- WHAT NEEDS TO BE DONE: Transcribe the lines of the records starting with the one that has "outline --target shrub" in it and ending with the last, and transcribe nothing else.

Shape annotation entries
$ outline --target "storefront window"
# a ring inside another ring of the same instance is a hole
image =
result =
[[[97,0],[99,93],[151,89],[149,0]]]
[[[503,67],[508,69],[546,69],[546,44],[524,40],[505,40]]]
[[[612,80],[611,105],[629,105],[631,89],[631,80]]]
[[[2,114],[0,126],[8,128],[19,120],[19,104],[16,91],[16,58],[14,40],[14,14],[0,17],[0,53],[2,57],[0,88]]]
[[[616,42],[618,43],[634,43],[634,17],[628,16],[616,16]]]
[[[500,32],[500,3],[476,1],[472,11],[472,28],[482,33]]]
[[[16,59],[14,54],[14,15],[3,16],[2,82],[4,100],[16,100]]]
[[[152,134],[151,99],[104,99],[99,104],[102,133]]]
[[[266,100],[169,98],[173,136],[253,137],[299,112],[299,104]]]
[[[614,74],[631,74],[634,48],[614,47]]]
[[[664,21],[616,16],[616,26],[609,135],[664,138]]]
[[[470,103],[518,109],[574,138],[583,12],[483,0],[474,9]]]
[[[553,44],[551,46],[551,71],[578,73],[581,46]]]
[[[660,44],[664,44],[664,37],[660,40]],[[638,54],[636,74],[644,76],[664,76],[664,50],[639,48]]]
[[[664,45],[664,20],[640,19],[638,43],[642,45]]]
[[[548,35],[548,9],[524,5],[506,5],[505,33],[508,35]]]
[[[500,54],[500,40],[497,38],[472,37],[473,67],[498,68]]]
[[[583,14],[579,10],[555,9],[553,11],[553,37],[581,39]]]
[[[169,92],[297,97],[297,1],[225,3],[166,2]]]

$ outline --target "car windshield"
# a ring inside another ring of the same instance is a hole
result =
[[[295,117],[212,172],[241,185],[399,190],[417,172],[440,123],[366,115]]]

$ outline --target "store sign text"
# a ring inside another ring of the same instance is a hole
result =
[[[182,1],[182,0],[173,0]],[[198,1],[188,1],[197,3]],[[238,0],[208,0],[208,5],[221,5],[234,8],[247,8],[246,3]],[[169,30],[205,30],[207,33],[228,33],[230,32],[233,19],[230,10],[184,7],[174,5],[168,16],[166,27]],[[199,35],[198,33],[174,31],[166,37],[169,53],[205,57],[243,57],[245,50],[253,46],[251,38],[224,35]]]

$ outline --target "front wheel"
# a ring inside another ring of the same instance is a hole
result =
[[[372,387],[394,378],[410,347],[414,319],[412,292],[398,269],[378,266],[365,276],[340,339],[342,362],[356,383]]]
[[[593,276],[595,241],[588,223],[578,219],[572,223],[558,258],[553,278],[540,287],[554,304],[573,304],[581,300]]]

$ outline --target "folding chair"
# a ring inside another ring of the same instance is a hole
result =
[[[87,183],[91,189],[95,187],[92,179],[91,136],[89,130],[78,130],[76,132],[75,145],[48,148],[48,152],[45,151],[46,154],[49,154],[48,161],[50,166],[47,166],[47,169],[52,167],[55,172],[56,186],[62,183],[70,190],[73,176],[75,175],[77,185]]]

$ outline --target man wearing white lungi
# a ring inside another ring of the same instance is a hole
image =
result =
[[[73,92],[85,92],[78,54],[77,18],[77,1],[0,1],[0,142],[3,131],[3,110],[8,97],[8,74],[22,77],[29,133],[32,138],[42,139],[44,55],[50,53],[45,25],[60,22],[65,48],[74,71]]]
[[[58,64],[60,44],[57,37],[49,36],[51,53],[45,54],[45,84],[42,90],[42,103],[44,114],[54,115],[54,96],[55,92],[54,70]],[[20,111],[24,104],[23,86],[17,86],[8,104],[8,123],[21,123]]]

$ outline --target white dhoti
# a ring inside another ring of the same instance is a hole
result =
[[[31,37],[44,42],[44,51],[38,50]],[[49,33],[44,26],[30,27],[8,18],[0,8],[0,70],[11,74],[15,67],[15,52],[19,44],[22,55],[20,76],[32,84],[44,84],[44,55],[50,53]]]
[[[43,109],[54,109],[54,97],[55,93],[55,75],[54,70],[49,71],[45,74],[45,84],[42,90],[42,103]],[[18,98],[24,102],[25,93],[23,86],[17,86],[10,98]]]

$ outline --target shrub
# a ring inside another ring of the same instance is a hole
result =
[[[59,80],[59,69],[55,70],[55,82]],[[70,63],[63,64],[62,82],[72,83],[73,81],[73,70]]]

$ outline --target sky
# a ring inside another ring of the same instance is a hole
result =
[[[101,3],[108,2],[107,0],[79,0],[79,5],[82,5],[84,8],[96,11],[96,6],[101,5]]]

- TASK SOLUTION:
$ outline --target shrub
# a ring inside another ring of the same instance is a hole
result =
[[[59,80],[59,69],[55,70],[55,82]],[[70,63],[63,64],[62,82],[72,83],[73,81],[73,70]]]

$ outline --target sky
# a ring inside another ring of the same instance is a hole
result =
[[[101,3],[108,2],[107,0],[79,0],[79,5],[82,5],[84,8],[96,11],[96,6],[101,5]]]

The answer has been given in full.